■ **Written problem**
Take the part of the material that opens with the line containing "For every instance of the black sweater, drop" and closes with the line containing "pixel 500 134". Switch each "marker" to "pin", and return only those lines with everything else left as it is.

■ **Records for this exercise**
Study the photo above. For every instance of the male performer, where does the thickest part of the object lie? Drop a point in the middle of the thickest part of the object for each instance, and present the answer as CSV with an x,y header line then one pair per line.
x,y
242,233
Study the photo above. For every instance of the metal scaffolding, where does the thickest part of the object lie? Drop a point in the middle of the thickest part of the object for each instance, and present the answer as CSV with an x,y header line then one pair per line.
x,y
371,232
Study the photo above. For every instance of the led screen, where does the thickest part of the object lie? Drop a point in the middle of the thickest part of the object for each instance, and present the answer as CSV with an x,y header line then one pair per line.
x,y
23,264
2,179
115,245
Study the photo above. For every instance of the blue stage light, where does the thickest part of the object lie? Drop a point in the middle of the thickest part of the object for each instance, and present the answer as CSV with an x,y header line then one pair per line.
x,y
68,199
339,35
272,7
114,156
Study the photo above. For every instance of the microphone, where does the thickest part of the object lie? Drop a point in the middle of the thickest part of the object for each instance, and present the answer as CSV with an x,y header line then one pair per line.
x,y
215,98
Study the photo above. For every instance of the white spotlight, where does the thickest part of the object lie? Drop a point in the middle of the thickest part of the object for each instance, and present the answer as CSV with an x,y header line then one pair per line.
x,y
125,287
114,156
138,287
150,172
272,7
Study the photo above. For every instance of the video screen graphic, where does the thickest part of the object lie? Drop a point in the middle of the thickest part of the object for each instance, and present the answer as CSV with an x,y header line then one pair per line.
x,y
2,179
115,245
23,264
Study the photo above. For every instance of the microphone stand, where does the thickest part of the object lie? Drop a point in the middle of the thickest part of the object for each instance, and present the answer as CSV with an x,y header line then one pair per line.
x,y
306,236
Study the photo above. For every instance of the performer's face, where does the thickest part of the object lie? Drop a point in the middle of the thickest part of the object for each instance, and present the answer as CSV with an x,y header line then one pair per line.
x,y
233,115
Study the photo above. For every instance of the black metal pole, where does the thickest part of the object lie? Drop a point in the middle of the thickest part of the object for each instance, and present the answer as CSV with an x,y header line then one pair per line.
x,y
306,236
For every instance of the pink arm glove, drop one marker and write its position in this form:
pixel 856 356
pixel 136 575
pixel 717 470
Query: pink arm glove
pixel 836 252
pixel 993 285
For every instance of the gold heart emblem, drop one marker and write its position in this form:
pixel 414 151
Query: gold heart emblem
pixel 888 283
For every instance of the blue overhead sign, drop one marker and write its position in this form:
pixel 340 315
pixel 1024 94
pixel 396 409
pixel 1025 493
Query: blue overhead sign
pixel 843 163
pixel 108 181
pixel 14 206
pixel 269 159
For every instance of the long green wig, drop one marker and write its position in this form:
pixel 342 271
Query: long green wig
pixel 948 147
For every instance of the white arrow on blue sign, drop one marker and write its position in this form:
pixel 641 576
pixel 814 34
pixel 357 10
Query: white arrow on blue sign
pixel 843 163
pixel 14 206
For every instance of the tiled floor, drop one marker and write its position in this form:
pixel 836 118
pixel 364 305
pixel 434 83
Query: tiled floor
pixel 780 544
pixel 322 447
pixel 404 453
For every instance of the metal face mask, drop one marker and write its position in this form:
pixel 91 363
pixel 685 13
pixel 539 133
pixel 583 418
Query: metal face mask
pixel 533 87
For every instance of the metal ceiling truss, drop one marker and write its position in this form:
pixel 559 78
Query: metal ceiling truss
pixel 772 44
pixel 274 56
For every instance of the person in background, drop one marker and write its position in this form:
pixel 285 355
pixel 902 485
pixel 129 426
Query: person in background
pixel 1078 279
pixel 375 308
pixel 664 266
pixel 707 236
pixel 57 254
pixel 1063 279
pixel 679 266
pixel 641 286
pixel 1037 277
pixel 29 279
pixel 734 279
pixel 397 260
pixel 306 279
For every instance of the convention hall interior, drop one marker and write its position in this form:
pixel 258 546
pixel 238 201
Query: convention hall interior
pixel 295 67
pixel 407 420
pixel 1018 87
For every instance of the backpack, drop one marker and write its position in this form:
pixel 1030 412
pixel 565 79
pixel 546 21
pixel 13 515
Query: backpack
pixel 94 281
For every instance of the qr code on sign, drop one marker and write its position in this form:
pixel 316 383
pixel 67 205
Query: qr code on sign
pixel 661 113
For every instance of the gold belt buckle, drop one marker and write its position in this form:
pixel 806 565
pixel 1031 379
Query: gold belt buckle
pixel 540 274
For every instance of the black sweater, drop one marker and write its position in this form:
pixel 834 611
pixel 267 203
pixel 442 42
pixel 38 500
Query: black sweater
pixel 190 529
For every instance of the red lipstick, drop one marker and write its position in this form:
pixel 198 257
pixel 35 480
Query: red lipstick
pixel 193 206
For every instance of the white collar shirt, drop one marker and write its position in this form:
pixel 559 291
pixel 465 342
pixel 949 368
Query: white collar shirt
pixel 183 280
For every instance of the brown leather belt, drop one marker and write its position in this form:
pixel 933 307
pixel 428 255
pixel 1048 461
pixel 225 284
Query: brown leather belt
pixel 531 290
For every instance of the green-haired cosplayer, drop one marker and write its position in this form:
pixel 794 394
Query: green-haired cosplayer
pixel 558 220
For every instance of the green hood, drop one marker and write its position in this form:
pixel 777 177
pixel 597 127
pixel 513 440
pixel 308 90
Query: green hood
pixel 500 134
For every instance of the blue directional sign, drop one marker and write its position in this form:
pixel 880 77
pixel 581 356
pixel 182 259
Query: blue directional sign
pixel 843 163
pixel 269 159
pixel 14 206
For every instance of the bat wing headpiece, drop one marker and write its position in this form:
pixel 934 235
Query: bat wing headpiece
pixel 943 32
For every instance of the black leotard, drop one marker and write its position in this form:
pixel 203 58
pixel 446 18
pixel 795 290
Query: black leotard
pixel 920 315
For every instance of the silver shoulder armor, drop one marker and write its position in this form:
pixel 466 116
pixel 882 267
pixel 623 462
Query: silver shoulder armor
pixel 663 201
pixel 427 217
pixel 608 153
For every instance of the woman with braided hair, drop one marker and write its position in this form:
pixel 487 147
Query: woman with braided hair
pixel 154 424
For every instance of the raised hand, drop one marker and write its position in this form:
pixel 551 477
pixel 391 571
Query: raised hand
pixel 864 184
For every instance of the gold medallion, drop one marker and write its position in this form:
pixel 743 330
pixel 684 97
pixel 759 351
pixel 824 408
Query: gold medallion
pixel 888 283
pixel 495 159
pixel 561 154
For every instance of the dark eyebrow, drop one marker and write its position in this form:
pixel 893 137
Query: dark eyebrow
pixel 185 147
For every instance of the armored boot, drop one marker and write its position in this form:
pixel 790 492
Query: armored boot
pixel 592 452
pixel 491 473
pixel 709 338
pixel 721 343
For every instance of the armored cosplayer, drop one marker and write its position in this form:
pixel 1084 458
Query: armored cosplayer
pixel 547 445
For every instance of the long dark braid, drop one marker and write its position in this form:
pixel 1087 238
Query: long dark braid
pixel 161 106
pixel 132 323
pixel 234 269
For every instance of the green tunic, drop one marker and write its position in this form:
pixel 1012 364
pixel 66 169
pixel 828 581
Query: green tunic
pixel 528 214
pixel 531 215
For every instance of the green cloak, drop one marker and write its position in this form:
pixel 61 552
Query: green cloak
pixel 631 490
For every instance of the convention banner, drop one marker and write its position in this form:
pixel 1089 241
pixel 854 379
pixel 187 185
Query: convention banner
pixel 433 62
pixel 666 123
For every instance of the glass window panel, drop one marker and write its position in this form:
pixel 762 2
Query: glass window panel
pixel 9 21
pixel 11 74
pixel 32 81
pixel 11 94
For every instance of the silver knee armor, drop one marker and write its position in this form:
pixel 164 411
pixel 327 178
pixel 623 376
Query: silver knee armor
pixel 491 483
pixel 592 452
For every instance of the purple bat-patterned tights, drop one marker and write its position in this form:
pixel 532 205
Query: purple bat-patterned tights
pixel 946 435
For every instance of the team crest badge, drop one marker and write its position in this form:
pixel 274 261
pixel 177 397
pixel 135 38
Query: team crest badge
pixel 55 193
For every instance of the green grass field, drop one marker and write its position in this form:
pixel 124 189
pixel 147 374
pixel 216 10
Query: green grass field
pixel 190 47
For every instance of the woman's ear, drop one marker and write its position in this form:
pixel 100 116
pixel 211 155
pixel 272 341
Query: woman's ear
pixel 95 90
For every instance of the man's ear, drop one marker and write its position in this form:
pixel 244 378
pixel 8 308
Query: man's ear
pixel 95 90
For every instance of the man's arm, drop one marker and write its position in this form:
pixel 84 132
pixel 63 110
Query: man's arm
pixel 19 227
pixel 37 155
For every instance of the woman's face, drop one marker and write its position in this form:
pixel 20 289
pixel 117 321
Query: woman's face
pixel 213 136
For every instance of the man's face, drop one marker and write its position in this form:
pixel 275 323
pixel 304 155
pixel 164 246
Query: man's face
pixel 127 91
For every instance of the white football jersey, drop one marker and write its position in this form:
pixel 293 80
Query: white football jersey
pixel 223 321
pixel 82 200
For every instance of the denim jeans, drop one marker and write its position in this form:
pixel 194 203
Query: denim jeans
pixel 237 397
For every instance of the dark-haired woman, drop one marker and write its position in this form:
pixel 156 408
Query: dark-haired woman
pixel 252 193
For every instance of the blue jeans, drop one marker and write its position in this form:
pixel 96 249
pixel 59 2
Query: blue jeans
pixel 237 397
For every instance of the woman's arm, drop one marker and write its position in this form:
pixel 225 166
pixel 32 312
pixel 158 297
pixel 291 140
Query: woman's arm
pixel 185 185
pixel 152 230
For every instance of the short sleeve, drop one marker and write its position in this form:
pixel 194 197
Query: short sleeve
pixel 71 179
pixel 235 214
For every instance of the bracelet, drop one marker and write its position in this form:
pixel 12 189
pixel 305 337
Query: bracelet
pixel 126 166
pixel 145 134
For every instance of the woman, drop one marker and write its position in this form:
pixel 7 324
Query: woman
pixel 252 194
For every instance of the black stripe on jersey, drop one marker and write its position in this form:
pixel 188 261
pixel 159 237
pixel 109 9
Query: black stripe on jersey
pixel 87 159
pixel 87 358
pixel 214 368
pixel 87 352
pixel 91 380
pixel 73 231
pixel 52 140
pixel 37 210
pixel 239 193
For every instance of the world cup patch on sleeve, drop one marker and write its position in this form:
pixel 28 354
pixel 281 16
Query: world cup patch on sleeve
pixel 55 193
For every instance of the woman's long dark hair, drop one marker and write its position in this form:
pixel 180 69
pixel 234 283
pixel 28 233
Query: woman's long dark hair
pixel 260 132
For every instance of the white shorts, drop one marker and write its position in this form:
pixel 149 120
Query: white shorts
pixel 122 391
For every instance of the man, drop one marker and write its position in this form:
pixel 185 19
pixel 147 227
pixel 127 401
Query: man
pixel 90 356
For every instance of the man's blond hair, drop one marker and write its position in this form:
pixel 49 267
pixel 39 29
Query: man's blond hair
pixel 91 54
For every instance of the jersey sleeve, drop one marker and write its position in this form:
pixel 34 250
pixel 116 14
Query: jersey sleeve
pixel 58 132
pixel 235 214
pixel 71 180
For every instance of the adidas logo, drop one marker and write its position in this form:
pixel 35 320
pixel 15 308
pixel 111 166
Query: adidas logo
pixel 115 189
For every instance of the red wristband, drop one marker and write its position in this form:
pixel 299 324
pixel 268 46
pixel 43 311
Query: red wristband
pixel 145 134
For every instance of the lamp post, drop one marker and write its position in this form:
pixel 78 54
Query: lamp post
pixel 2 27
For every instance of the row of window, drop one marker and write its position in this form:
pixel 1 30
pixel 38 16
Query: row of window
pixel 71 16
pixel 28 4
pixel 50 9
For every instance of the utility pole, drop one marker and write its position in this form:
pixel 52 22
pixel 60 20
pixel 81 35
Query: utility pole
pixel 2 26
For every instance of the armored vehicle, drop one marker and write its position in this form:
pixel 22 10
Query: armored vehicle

■ **Correct result**
For every instance of the black sweater, drop one pin and write its position in this form:
pixel 834 611
pixel 267 203
pixel 442 42
pixel 38 500
Query: black sweater
pixel 190 529
For every instance of the red lipstick, drop one pin and write its position in this form:
pixel 198 257
pixel 35 480
Query: red lipstick
pixel 193 206
For every instance of the white collar shirt, drop one pin and write its position in this form:
pixel 559 291
pixel 465 342
pixel 949 368
Query: white collar shirt
pixel 183 280
For every instance of the brown leather belt, drop one pin and write its position in this form:
pixel 933 307
pixel 428 255
pixel 1048 461
pixel 225 284
Query: brown leather belt
pixel 531 290
For every instance of the green-haired cosplayer, drop one pin and write its position in this form:
pixel 794 394
Query: green-haired cosplayer
pixel 558 220
For every instance of the green hood, drop one pin and write its position in this form:
pixel 777 177
pixel 597 127
pixel 513 440
pixel 308 90
Query: green hood
pixel 500 134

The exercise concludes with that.